== Task brief ==
Write out, word for word, each line from the start of the entries through the one holding "negative clicks: (355, 387)"; omit the pictures.

== Dataset records ==
§ §

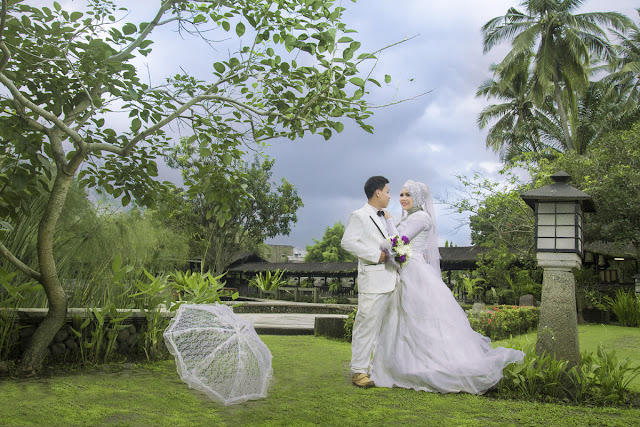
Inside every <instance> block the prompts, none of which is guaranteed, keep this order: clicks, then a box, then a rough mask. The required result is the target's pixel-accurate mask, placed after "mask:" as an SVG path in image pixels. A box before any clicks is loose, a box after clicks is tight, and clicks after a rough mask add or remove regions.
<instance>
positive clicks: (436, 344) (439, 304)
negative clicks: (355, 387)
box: [370, 211, 524, 394]
mask: <svg viewBox="0 0 640 427" xmlns="http://www.w3.org/2000/svg"><path fill="white" fill-rule="evenodd" d="M387 226H388V228H389V231H390V233H391V234H392V235H393V234H394V233H395V234H399V235H404V236H407V237H408V238H409V239H411V242H410V245H411V249H412V252H413V255H412V256H411V257H410V258H409V261H408V262H407V264H406V265H405V266H404V267H403V268H402V269H401V271H400V283H399V284H398V285H397V287H396V290H395V291H394V293H393V295H392V296H391V298H390V301H389V305H388V307H387V310H386V312H385V315H384V318H383V321H382V329H381V332H380V336H379V338H378V343H377V345H376V348H375V351H374V357H373V362H372V368H371V371H370V374H371V379H372V380H373V381H375V383H376V386H378V387H394V386H395V387H402V388H412V389H416V390H424V391H430V392H440V393H451V392H453V393H455V392H460V391H465V392H467V393H472V394H482V393H484V392H485V391H487V390H488V389H489V388H490V387H492V386H493V385H495V384H496V383H497V382H498V381H499V380H500V378H501V377H502V370H503V368H504V367H505V366H506V365H508V364H510V363H514V362H521V361H522V359H523V358H524V353H523V352H521V351H518V350H514V349H509V348H503V347H500V348H496V349H493V348H492V347H491V340H490V339H489V338H487V337H485V336H482V335H480V334H479V333H477V332H475V331H474V330H473V329H471V326H470V325H469V321H468V319H467V316H466V314H465V312H464V310H463V309H462V308H461V307H460V305H459V304H458V302H457V301H456V300H455V298H454V296H453V294H452V293H451V291H450V290H449V288H448V287H447V285H446V284H445V283H444V282H443V280H442V276H441V273H440V268H439V267H437V266H433V265H430V264H428V263H427V262H426V261H425V258H424V257H423V255H422V254H423V253H425V248H426V244H427V241H428V240H429V233H435V229H434V227H433V222H432V221H431V217H430V216H429V215H428V214H427V213H426V212H423V211H418V212H415V213H413V214H411V215H409V216H408V217H407V218H405V219H404V220H403V221H401V222H400V224H398V228H397V230H396V229H395V225H394V224H393V222H392V220H388V223H387Z"/></svg>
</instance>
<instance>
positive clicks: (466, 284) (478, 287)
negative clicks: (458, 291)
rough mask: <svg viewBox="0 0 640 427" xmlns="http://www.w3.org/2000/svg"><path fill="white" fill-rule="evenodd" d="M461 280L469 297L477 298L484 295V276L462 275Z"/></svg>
mask: <svg viewBox="0 0 640 427" xmlns="http://www.w3.org/2000/svg"><path fill="white" fill-rule="evenodd" d="M460 280H461V281H462V288H463V289H464V293H465V294H466V295H467V297H469V298H471V299H475V298H476V297H478V296H480V295H482V292H483V291H484V287H483V286H482V283H483V282H484V279H483V278H482V277H473V278H471V277H468V276H461V277H460Z"/></svg>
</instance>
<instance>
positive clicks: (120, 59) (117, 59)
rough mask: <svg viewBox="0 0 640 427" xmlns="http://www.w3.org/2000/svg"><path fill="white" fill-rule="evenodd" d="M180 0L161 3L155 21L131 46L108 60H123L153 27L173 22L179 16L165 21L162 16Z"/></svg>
mask: <svg viewBox="0 0 640 427" xmlns="http://www.w3.org/2000/svg"><path fill="white" fill-rule="evenodd" d="M178 1H179V0H166V1H165V2H163V3H162V4H161V5H160V9H159V10H158V12H157V13H156V16H155V18H153V21H151V22H150V23H149V25H147V26H146V27H145V29H144V30H142V32H141V33H140V35H139V36H138V38H137V39H135V40H134V41H133V43H131V44H130V45H129V46H127V47H126V48H125V49H124V50H123V51H121V52H119V53H116V54H115V55H113V56H111V57H110V58H109V59H107V62H121V61H122V60H124V59H125V58H126V57H127V56H128V55H129V54H130V53H131V52H133V51H134V50H135V49H137V48H138V46H140V44H141V43H142V42H143V41H144V40H145V39H146V38H147V36H148V35H149V34H150V33H151V31H153V29H154V28H155V27H157V26H158V25H162V24H165V23H167V22H171V21H173V20H175V19H177V18H174V19H168V20H166V21H164V22H162V23H161V22H160V18H162V16H163V15H164V14H165V12H166V11H167V10H169V8H170V7H171V6H173V4H174V3H177V2H178Z"/></svg>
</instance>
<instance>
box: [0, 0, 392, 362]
mask: <svg viewBox="0 0 640 427" xmlns="http://www.w3.org/2000/svg"><path fill="white" fill-rule="evenodd" d="M131 4H133V3H131ZM136 6H138V4H137V3H136ZM132 7H133V6H132ZM343 12H344V8H342V7H341V6H336V5H335V4H334V3H333V2H331V1H325V2H308V1H307V2H299V1H294V0H283V1H278V2H271V1H267V0H258V1H255V0H250V1H249V0H240V1H235V2H219V1H211V2H197V1H189V0H168V1H164V2H162V3H161V4H159V6H158V9H157V12H156V13H154V14H153V16H152V17H150V19H143V20H142V21H141V22H139V23H133V22H126V21H124V20H125V19H126V17H127V16H135V14H129V12H128V11H127V10H126V9H125V8H121V7H118V5H117V4H116V3H115V2H113V1H97V0H89V1H88V5H87V7H86V8H80V10H74V11H72V12H69V11H67V10H63V9H62V6H61V5H60V4H59V3H58V2H53V8H49V7H37V6H33V5H32V4H30V3H29V2H27V1H20V2H13V1H12V2H3V3H2V8H1V9H0V23H2V25H3V27H2V28H0V51H1V52H2V56H1V58H0V84H2V86H3V87H4V89H5V91H4V92H3V93H4V95H3V96H2V98H1V99H0V111H1V112H2V113H1V114H0V137H1V138H2V140H3V142H4V143H3V146H5V145H11V146H12V147H11V149H9V150H4V151H3V153H2V154H3V155H4V156H9V159H8V160H7V162H4V160H3V165H13V166H15V167H14V168H13V170H14V171H17V170H18V169H20V173H17V172H16V173H12V174H11V175H10V177H11V178H10V179H9V181H7V182H9V185H8V186H7V187H5V188H4V190H3V192H6V194H7V196H8V199H9V200H18V199H19V200H20V202H22V201H24V200H27V199H28V197H31V196H32V195H33V194H35V193H36V192H37V185H39V184H38V179H37V178H36V177H39V176H44V175H45V174H47V173H49V175H51V180H52V185H51V187H50V188H47V189H46V190H45V191H43V192H44V193H45V194H48V198H49V199H48V203H47V205H46V209H45V211H44V213H43V215H42V217H41V220H40V221H39V226H38V243H37V248H38V249H37V250H38V265H37V268H34V267H32V266H29V265H27V264H25V263H24V262H23V261H21V260H19V259H18V258H16V257H15V256H13V255H11V254H10V253H9V252H8V251H7V250H6V248H5V246H4V245H2V244H1V243H0V252H2V254H3V255H4V256H5V257H6V258H7V259H9V260H10V261H11V262H12V263H13V264H14V265H15V266H16V268H18V269H19V270H20V271H21V272H22V273H24V274H25V275H26V276H28V277H29V278H31V279H33V280H37V281H39V282H40V283H41V284H42V286H43V287H44V290H45V292H46V296H47V301H48V307H49V310H48V314H47V316H46V317H45V319H44V320H43V321H42V322H41V323H40V326H39V327H38V329H37V330H36V332H35V334H34V336H33V339H32V340H31V343H30V345H29V347H28V348H27V350H26V351H25V352H24V353H23V357H22V359H21V362H20V363H21V364H20V367H21V369H22V370H25V371H33V370H34V369H36V368H37V367H38V366H39V365H40V363H41V362H42V359H43V357H44V355H45V354H46V349H47V345H48V343H49V342H50V341H51V339H52V338H53V336H54V335H55V333H56V332H57V331H58V329H59V328H60V326H61V324H62V322H63V321H64V317H65V314H66V310H67V295H66V293H65V291H64V289H63V287H62V284H61V282H60V279H59V277H58V274H57V271H56V259H55V251H54V249H53V247H54V239H55V229H56V225H57V223H58V220H59V219H60V217H61V213H62V208H63V206H64V203H65V200H66V197H67V194H68V191H69V187H70V186H71V185H72V183H73V179H74V177H75V176H76V175H77V176H78V178H79V180H80V182H81V183H82V185H85V186H88V187H98V188H100V189H102V190H103V191H105V192H106V193H108V194H110V195H112V196H113V197H115V198H119V200H120V201H121V202H122V204H123V205H125V206H126V205H128V204H129V203H131V201H132V200H134V199H135V200H137V202H138V203H139V204H140V205H148V206H152V205H153V204H154V201H155V199H156V197H157V195H158V194H159V193H161V192H162V191H164V190H166V188H167V185H165V184H160V183H159V182H157V181H156V180H155V179H154V177H156V176H157V175H158V168H157V164H156V158H157V157H158V156H160V155H162V154H164V152H165V149H166V147H167V146H168V141H169V137H168V136H167V135H166V133H165V129H166V128H167V126H168V125H169V124H176V123H178V122H179V123H181V124H184V125H185V126H187V128H188V129H189V132H190V133H191V137H190V138H192V139H193V140H194V141H198V142H199V145H198V149H199V150H200V151H201V153H203V155H208V153H210V152H213V151H217V152H226V156H224V155H223V158H225V159H229V158H233V156H235V155H237V152H236V151H235V150H236V149H239V147H241V145H242V144H243V143H245V142H246V143H250V142H252V141H255V142H257V143H264V142H265V141H267V140H269V139H273V138H278V137H285V138H290V139H295V138H299V137H302V136H304V135H305V134H308V133H319V134H321V135H322V136H323V137H324V138H325V139H329V138H330V137H331V136H332V135H333V132H340V131H342V130H343V129H344V123H343V122H342V120H344V119H345V118H346V119H350V120H353V121H354V122H355V123H356V124H358V125H359V126H360V127H361V128H362V129H364V130H365V131H368V132H371V131H372V127H371V126H370V125H368V124H366V123H365V120H366V119H367V118H368V117H370V115H371V112H370V110H369V109H368V104H367V101H366V100H365V99H364V98H363V97H364V95H365V93H366V92H365V91H366V90H367V88H368V86H370V84H375V85H380V83H379V82H377V81H375V80H374V79H372V78H370V77H369V76H370V74H369V75H367V73H366V72H365V73H364V75H362V77H361V76H360V71H359V69H358V68H359V67H361V66H362V64H363V62H364V61H370V60H373V62H372V63H374V64H375V59H376V56H375V55H372V54H362V55H357V51H358V50H359V48H360V46H361V44H360V43H359V42H357V41H355V40H353V39H352V38H350V37H349V36H348V35H346V33H350V32H352V31H351V30H349V29H348V28H347V27H346V25H345V24H344V23H342V22H341V19H342V16H343ZM167 25H175V28H176V29H177V30H181V31H182V30H184V32H183V33H182V35H184V36H188V35H193V36H194V37H195V38H196V39H195V42H196V43H197V42H203V43H204V45H205V46H207V47H210V46H211V44H213V43H214V42H213V41H212V40H211V39H209V38H208V37H210V34H211V32H212V31H215V32H218V34H220V38H227V36H226V35H227V34H231V35H232V36H234V37H235V36H237V40H236V41H237V43H236V46H237V49H236V46H231V45H229V46H227V47H228V49H227V48H224V49H212V50H209V52H211V54H212V58H211V61H210V63H211V64H212V66H213V69H212V74H211V78H210V79H209V80H208V81H202V80H200V79H198V78H196V77H194V76H190V75H187V74H186V73H183V74H176V75H173V76H172V77H170V78H168V79H167V81H166V82H165V83H164V84H162V85H160V86H155V87H154V86H151V85H150V84H147V83H145V80H146V75H147V70H145V71H144V75H145V77H144V79H143V78H142V77H141V75H140V74H139V73H138V70H137V69H136V67H135V61H136V59H139V58H140V57H145V56H147V55H150V54H152V44H153V40H151V38H150V37H151V36H152V35H153V34H156V33H157V31H158V30H159V29H160V28H162V27H163V26H167ZM189 42H190V43H192V42H194V39H190V40H189ZM220 52H229V55H228V57H221V56H220ZM214 55H218V56H215V57H214ZM179 61H180V59H179V58H174V62H179ZM389 79H390V77H388V76H386V77H385V80H386V81H388V80H389ZM61 88H64V90H61ZM114 109H117V110H118V111H120V112H122V113H124V114H122V115H114V114H112V112H113V111H114ZM118 117H122V118H124V117H128V118H127V119H124V120H125V122H126V123H125V124H124V128H125V130H123V131H118V130H116V129H117V128H118V126H122V124H123V121H122V120H120V119H119V118H118ZM116 122H117V123H116ZM116 124H117V125H118V126H116ZM223 154H224V153H223ZM52 163H53V164H54V166H55V172H47V170H48V168H49V166H50V165H51V164H52ZM21 165H26V166H21ZM30 176H31V177H34V178H33V179H30V178H29V177H30ZM18 177H27V179H26V180H20V179H18ZM9 196H10V197H9ZM214 196H215V197H218V201H219V203H220V205H221V209H220V210H219V211H218V215H219V216H218V221H219V222H221V223H224V222H225V221H226V220H228V219H230V217H229V213H228V212H227V211H226V209H224V208H225V206H229V205H232V204H233V203H234V201H235V200H234V199H233V197H231V198H226V194H225V193H219V194H215V195H214ZM22 205H23V203H15V204H11V205H8V204H4V205H3V208H6V213H7V214H8V215H10V216H11V217H12V218H13V219H15V220H17V219H18V218H19V217H20V216H21V215H23V214H25V210H24V209H23V208H22Z"/></svg>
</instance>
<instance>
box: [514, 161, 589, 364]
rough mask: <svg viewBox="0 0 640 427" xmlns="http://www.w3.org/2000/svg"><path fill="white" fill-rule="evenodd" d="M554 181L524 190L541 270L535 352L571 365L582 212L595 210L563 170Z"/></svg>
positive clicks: (575, 356)
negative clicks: (572, 186)
mask: <svg viewBox="0 0 640 427" xmlns="http://www.w3.org/2000/svg"><path fill="white" fill-rule="evenodd" d="M551 179H553V181H554V183H553V184H551V185H547V186H546V187H542V188H537V189H535V190H531V191H527V192H525V193H522V194H521V195H520V197H522V199H523V200H524V201H525V202H526V203H527V204H528V205H529V206H530V207H531V208H532V209H533V210H534V212H535V221H536V222H535V251H536V258H537V260H538V265H539V266H540V267H542V268H543V269H544V275H543V279H542V304H541V307H540V324H539V327H538V341H537V344H536V353H537V354H538V355H540V354H542V353H543V352H545V353H547V354H554V355H555V356H556V357H557V358H558V359H563V360H567V361H569V363H570V364H571V365H578V364H579V363H580V348H579V346H578V318H577V313H576V294H575V279H574V276H573V271H572V269H574V268H580V266H581V265H582V257H583V253H584V246H583V213H584V212H595V206H594V204H593V201H592V200H591V196H589V195H588V194H586V193H584V192H582V191H580V190H578V189H577V188H574V187H572V186H570V185H569V184H567V181H569V179H570V176H569V175H568V174H567V173H566V172H562V171H560V172H557V173H555V174H553V175H551Z"/></svg>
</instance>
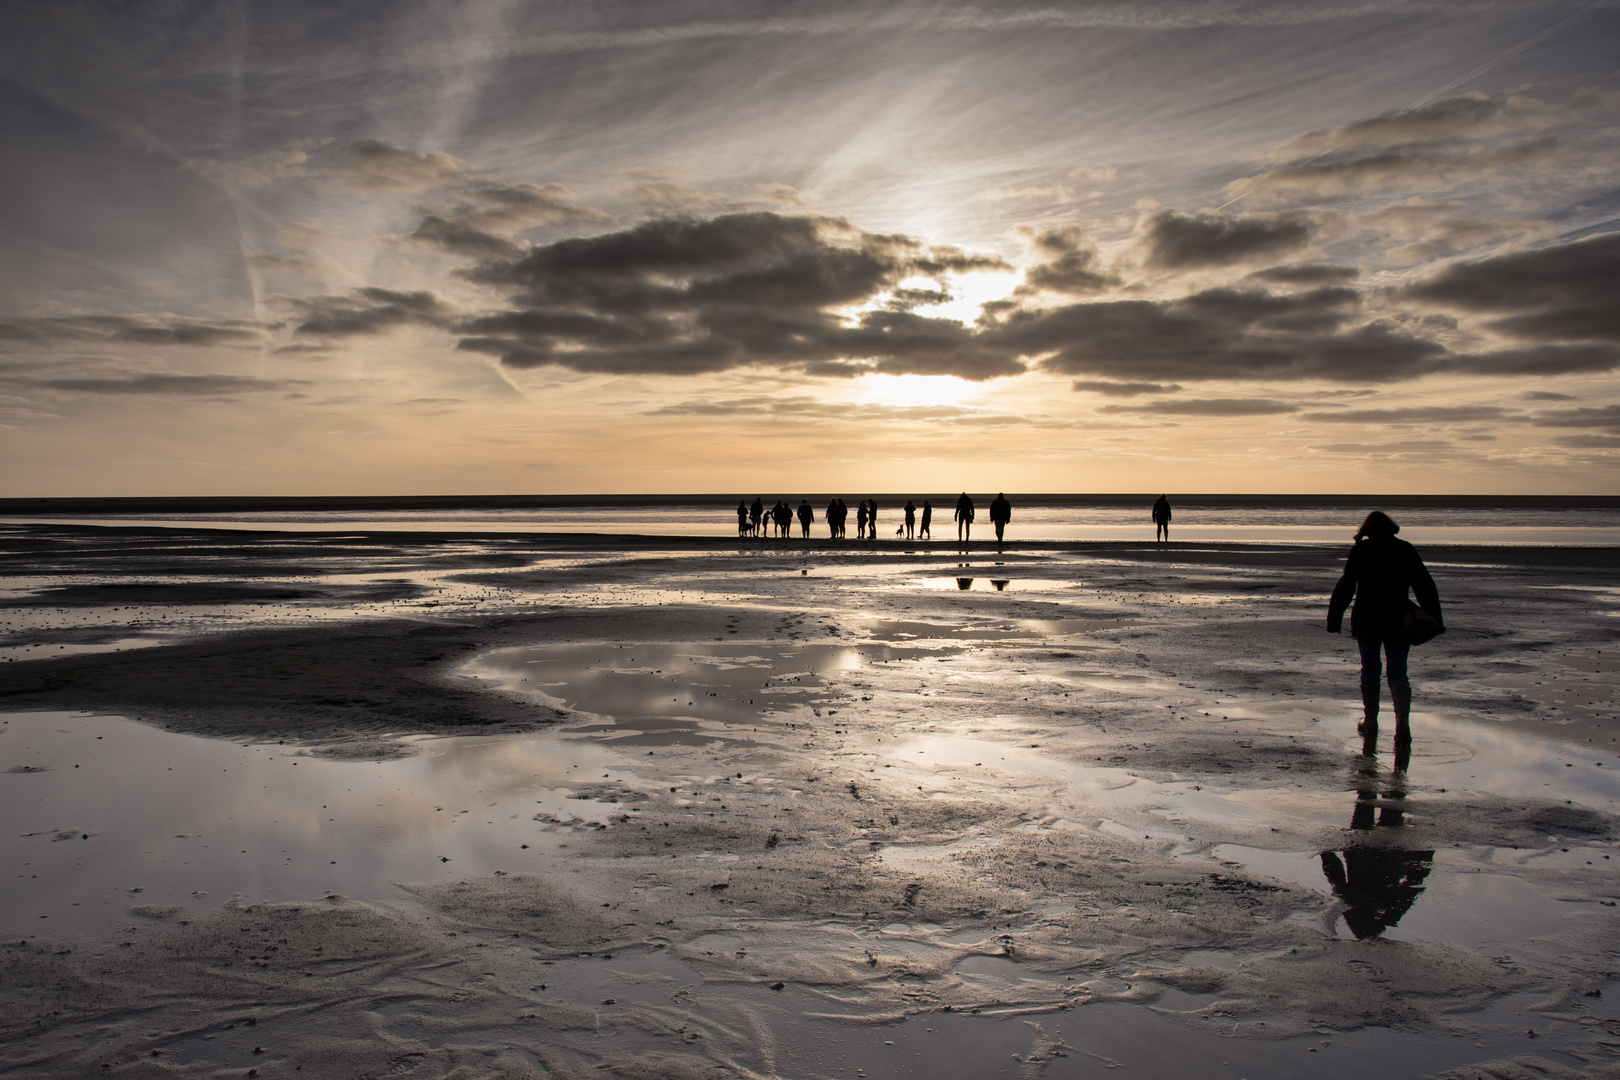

§ §

== Finished exercise ==
Inside every <instance> block the prompts, none of which is guaranteed, keep this order: clicks, then a box, then a rough mask. The required result is the target's pixel-accurate mask, placed after "mask:" as an SVG path in image pixels. A box before any clicks is loose, a box after clicks is tight, and clicks after a rough mask add or remove regions.
<instance>
positive clicks: (436, 344) (439, 304)
negative clicks: (355, 387)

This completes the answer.